◆ **Selected text**:
★ ★ ★

CONSENT TO INTERCREDITOR AGREEMENT AND 

FOURTH AMENDMENT TO CREDIT AGREEMENT 

THIS CONSENT TO INTERCREDITOR AGREEMENT AND FOURTH AMENDMENT TO CREDIT AGREEMENT, dated as of May 13, 2020 (this
“Agreement”), relating to the Intercreditor Agreement and Credit Agreement referred to below, is made by and among PROFRAC SERVICES, LLC (the “Borrower”), ProFrac Holdings, LLC (“Holdings”),
PROFRAC MANUFACTURING, LLC (“Manufacturing”), the ABL Claimholders party hereto, the Lenders party hereto, the Letter of Credit Issuer, the Swingline Lender and Barclays Bank PLC, as collateral agent for the holders of the
ABL Obligations (the “ABL Collateral Agent”) and administrative agent and collateral agent for the Lenders (in such capacities, the “Agent”).

★ ★ ★

Dataset items
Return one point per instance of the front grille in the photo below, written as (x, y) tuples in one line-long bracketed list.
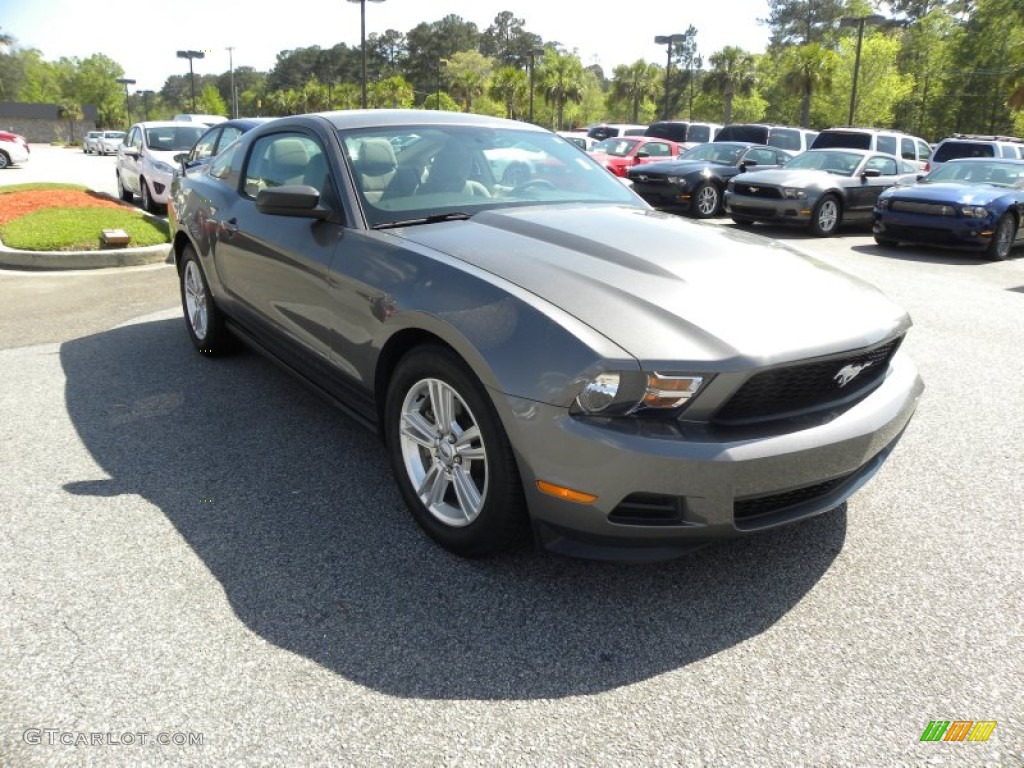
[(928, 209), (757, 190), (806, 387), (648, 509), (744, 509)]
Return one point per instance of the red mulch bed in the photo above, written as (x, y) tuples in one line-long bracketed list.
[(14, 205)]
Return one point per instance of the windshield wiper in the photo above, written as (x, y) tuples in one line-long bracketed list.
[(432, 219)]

★ ★ ★

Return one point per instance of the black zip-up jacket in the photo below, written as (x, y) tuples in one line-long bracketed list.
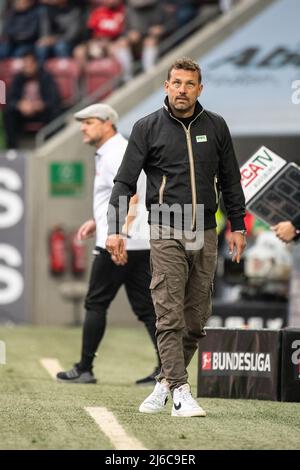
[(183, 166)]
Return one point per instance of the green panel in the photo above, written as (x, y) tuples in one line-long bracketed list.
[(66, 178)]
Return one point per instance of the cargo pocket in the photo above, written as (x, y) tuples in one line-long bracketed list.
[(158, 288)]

★ ★ ★

◆ **Exercise set**:
1 > In the credit agreement excerpt, which bank is named as the ABL Collateral Agent?
2 > Please reproduce the dataset items in the stretch from the line containing "Return one point per instance of the green" through the line containing "[(158, 288)]", with "cargo pocket" replaced by "zippered pocket".

◆ **Exercise responses**:
1 > Barclays Bank PLC

2 >
Return one point per instance of the green panel in the photo above, written as (x, y) tuples in one line-long bracketed list.
[(66, 178)]
Return one point per instance of the zippered pocket in the photo above, written as (x, y) tuples in one line-long bracketed list.
[(158, 288)]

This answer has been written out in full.